▸ **Document segment**
********************

What do I do now?

greylady_gardenerMay 29, 2008

I received some seeds that were just given to me as 'passionflower', so I have no idea what they are going to look like in the end. I did look up how to grow them from seeds and had success with the two pots that I planted. The smaller one is approx. 7 inches tall and hasn't started to actually look like a vine yet, but the larger one (planted at the same time and from the same seeds) is just over 33 inches tall and trying to twine around nearby plants. Right now they are sitting side by side on the window sill where they have been since they sprouted. My question is.......what do I do with them now?

Should I pot them together in a large planter? Can they go outside for the summer and if so then what conditions? How should I support them in the pot? I would think that the one at least is going to be out of control and winding around everything if I don't give it something to grow on. What do you all do with yours? I need to have an idea of how big a pot to put them in and how big a support/what to use as a support.

thanks in advance from a total newbie to this plant! :)

gg

Thank you for reporting this comment. Undo
jblaschke(8b TX)

Passion flowers are tendril climbers--they'll send out tendrils that wrap around plants, objects etc. for support. If they're actually twining--ala Morning Glory or honeysuckle, I'm afraid you don't have passion flowers at all.

Depending on the species (and the odds are you've got either caerulea or incarnata) you can either plant them outside depending on your climate, or put them in a large pot to bring in over the winter. Almost all passis love bright sun and do well in full exposure. Just be sure that when moving them from the shelter of indoors you acclimate them in partial shade for several days to a week before giving them full sun, otherwise they'll burn just as you or I would.

********************

▸ **Data section**
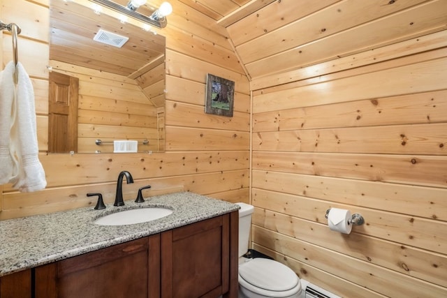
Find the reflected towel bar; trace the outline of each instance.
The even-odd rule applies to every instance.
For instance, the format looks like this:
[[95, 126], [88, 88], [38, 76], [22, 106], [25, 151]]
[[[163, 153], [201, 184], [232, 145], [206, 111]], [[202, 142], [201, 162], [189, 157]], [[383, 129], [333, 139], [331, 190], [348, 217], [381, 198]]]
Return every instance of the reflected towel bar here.
[[[107, 142], [103, 142], [101, 140], [101, 139], [98, 139], [95, 141], [95, 144], [97, 145], [102, 145], [103, 144], [113, 144], [113, 141], [107, 141]], [[142, 142], [138, 142], [138, 144], [142, 144], [143, 145], [148, 145], [149, 144], [149, 141], [147, 140], [144, 140]]]

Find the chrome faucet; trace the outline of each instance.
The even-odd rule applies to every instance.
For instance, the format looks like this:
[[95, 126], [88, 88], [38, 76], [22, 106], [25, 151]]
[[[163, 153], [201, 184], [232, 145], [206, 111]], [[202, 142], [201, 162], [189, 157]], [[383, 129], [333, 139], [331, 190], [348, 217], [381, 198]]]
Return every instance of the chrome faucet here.
[[115, 196], [115, 203], [113, 206], [123, 206], [124, 201], [123, 200], [123, 177], [126, 176], [127, 184], [133, 183], [132, 175], [127, 171], [122, 171], [118, 175], [118, 181], [117, 181], [117, 194]]

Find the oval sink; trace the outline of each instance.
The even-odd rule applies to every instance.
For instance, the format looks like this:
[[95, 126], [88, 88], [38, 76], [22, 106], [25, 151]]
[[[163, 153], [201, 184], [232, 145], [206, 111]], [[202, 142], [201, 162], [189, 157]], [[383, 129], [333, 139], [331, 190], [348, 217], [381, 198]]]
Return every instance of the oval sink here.
[[94, 221], [101, 225], [123, 225], [146, 223], [168, 216], [173, 210], [163, 207], [138, 208], [112, 213]]

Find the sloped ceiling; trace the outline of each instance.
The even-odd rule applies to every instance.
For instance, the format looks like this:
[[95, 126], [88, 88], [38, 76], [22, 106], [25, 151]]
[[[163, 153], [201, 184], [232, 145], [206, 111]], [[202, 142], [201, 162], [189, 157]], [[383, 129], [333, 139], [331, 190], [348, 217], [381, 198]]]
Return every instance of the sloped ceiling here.
[[250, 79], [447, 29], [445, 0], [179, 0], [228, 30]]
[[[123, 5], [128, 2], [115, 1]], [[138, 10], [150, 15], [155, 9], [152, 5], [158, 7], [163, 1], [148, 1]], [[52, 3], [57, 1], [64, 3], [63, 0], [52, 0]], [[239, 68], [251, 81], [274, 77], [279, 73], [447, 29], [446, 0], [170, 1], [174, 13], [168, 17], [168, 27], [162, 29], [161, 33], [169, 31], [170, 26], [190, 36], [200, 33], [205, 38], [203, 43], [210, 45], [209, 53], [235, 53], [243, 69], [235, 59], [233, 64], [228, 61], [221, 64], [237, 71]], [[52, 10], [52, 13], [60, 15]], [[69, 20], [64, 16], [59, 20]], [[91, 25], [94, 27], [94, 22]], [[92, 34], [94, 30], [91, 29]], [[139, 32], [142, 33], [140, 30]], [[157, 43], [155, 38], [154, 43]], [[141, 45], [137, 45], [134, 49], [147, 50]], [[82, 46], [85, 47], [85, 43], [78, 47], [82, 49]], [[135, 71], [137, 65], [129, 67], [133, 61], [128, 57], [137, 57], [140, 54], [123, 58], [121, 70], [128, 74]], [[82, 56], [81, 52], [77, 54]], [[156, 56], [154, 53], [150, 59]], [[92, 57], [87, 58], [88, 63], [93, 64]], [[103, 65], [103, 61], [101, 64]]]

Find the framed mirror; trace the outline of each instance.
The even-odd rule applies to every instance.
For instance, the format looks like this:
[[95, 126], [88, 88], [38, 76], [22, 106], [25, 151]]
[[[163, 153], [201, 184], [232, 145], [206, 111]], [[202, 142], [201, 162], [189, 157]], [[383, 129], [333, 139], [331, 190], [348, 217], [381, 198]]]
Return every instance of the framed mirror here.
[[165, 38], [97, 5], [50, 1], [49, 152], [163, 151]]

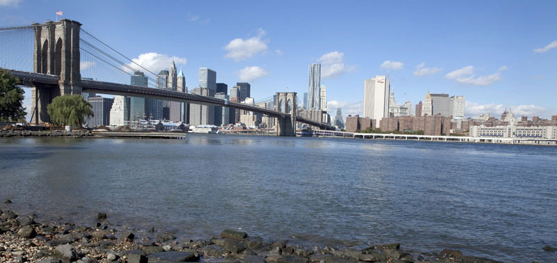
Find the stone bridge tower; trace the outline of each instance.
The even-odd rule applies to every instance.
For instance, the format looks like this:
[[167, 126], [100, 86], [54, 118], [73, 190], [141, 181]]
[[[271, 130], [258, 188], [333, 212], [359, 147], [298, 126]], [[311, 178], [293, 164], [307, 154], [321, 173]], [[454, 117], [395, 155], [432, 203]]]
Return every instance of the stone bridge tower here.
[[48, 122], [47, 106], [56, 96], [81, 94], [79, 71], [79, 31], [81, 24], [70, 19], [33, 24], [35, 49], [33, 71], [60, 76], [56, 86], [32, 87], [33, 122]]
[[277, 136], [296, 136], [296, 111], [298, 109], [296, 93], [276, 93], [276, 110], [290, 114], [290, 118], [277, 118]]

********************

From the passionflower forum thread, return word for word the part that opens with the words containing "Passion flowers are" and closes with "or I would.".

Passion flowers are tendril climbers--they'll send out tendrils that wrap around plants, objects etc. for support. If they're actually twining--ala Morning Glory or honeysuckle, I'm afraid you don't have passion flowers at all.

Depending on the species (and the odds are you've got either caerulea or incarnata) you can either plant them outside depending on your climate, or put them in a large pot to bring in over the winter. Almost all passis love bright sun and do well in full exposure. Just be sure that when moving them from the shelter of indoors you acclimate them in partial shade for several days to a week before giving them full sun, otherwise they'll burn just as you or I would.